▶ Goal:
Copy out the final stretch of the listing: the line that contains "Find the elephant's foot;" and all lines after it, exactly as they appear.

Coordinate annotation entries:
^^^^^^^^^^^^^^^^
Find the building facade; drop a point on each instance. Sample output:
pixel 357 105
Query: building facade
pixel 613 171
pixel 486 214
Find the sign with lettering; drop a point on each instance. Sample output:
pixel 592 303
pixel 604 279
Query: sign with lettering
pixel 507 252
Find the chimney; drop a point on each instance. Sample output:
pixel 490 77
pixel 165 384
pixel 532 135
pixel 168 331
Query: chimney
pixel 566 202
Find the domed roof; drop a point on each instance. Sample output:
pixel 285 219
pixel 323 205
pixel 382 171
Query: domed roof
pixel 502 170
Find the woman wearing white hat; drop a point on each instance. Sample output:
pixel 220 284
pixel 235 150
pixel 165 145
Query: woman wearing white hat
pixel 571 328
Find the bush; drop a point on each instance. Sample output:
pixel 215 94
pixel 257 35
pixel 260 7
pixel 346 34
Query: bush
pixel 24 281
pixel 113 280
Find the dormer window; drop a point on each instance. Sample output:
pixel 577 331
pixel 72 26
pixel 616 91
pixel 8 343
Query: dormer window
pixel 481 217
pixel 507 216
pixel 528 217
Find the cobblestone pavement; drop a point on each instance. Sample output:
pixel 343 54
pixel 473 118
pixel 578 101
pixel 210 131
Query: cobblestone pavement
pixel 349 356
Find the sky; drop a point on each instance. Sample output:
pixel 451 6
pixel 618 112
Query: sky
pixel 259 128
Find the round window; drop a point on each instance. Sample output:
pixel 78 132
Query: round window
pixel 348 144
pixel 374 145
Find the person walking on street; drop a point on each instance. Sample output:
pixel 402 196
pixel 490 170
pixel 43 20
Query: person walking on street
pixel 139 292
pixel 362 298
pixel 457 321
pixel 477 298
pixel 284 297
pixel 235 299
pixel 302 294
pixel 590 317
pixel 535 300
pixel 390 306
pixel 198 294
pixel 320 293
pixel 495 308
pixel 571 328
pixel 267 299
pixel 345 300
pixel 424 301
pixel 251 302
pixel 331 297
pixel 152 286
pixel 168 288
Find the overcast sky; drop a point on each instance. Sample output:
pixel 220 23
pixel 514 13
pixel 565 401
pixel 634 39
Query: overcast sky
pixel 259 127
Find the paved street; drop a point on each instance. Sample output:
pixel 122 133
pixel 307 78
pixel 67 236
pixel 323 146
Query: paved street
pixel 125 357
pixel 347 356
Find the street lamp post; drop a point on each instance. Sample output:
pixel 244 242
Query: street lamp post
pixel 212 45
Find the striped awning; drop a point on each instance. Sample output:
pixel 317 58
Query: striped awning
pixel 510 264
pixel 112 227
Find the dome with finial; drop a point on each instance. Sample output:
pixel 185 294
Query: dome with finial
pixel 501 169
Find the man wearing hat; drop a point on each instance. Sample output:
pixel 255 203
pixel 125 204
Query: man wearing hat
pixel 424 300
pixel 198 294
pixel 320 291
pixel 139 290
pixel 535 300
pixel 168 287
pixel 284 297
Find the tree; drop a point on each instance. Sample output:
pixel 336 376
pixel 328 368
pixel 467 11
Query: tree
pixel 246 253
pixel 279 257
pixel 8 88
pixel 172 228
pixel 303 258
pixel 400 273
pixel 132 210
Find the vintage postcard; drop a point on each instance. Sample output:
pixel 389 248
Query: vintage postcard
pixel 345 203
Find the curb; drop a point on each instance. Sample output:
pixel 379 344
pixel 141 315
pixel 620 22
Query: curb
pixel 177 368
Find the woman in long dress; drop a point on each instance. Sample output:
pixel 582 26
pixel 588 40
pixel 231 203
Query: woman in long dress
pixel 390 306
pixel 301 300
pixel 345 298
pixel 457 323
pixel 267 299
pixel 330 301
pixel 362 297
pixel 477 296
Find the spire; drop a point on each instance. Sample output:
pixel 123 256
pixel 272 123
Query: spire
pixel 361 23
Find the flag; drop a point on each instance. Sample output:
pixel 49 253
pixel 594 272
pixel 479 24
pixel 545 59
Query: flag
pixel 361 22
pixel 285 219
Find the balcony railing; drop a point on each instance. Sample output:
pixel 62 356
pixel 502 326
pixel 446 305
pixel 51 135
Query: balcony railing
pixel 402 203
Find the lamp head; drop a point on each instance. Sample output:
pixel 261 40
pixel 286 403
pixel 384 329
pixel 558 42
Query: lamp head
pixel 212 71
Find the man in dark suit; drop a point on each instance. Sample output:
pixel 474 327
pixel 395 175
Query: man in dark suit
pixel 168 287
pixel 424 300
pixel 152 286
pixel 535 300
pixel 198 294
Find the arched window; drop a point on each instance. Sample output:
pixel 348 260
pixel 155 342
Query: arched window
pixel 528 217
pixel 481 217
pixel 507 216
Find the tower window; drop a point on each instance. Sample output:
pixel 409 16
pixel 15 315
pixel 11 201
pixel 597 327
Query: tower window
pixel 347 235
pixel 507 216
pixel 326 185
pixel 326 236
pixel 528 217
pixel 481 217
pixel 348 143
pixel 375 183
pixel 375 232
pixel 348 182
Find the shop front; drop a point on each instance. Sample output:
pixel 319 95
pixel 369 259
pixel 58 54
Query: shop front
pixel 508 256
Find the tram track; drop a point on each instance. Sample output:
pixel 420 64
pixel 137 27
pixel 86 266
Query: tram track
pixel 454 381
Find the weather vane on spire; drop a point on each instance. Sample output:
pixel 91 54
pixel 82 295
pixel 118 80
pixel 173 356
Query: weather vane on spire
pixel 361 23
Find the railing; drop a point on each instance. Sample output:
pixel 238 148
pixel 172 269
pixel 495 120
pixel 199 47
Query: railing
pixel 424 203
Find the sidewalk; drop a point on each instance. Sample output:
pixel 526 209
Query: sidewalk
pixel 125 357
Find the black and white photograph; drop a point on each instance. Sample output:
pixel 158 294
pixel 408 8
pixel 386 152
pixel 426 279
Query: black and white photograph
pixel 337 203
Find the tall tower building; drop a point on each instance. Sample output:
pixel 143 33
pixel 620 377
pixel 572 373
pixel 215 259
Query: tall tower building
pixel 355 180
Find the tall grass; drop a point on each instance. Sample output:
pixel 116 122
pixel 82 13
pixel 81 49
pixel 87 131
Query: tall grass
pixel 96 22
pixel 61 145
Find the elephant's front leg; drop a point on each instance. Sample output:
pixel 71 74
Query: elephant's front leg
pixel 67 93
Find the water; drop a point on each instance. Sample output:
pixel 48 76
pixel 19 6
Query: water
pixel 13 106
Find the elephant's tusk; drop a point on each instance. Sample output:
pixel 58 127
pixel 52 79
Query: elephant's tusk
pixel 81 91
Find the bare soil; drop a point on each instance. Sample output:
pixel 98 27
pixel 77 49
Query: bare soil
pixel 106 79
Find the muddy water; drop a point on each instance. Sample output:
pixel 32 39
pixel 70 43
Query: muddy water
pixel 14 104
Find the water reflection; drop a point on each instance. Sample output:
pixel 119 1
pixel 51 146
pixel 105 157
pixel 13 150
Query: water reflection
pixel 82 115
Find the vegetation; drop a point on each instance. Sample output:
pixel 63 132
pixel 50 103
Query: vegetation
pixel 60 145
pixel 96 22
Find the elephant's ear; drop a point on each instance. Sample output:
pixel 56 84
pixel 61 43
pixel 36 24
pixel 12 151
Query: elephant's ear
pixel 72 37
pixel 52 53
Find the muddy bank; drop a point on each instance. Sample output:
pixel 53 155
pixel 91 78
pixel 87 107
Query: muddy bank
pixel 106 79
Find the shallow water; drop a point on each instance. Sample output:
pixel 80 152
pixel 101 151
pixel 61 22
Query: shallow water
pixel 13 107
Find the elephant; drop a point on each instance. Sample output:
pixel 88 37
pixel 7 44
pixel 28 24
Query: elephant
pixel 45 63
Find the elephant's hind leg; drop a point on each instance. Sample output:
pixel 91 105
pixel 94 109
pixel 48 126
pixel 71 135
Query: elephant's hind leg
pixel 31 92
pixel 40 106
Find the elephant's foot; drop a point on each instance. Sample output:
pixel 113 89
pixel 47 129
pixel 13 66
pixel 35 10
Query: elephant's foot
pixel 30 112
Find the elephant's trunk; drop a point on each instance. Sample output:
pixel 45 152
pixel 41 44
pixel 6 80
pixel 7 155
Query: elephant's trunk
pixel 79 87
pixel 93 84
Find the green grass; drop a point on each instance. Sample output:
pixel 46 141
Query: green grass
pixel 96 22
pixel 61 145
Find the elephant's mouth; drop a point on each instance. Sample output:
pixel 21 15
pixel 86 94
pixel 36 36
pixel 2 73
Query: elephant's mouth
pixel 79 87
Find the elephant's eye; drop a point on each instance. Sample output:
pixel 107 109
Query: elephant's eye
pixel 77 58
^^^^^^^^^^^^^^^^
▶ Task output:
Find the elephant's foot; drop a point on each instance. Sample output:
pixel 113 89
pixel 47 129
pixel 13 66
pixel 35 10
Query: elephant's foot
pixel 30 112
Find the elephant's trunk; drop a point on each instance. Sample output:
pixel 45 152
pixel 41 44
pixel 6 80
pixel 7 155
Query: elephant's trunk
pixel 79 87
pixel 93 84
Find the green grass; drop a point on each instance. Sample output:
pixel 46 141
Query: green grass
pixel 96 22
pixel 61 145
Find the elephant's mouth; drop a point on each instance. Sample output:
pixel 21 15
pixel 86 94
pixel 36 36
pixel 2 73
Query: elephant's mouth
pixel 79 87
Find the elephant's eye; drop a point on each instance. Sample output:
pixel 107 109
Query: elephant's eye
pixel 77 58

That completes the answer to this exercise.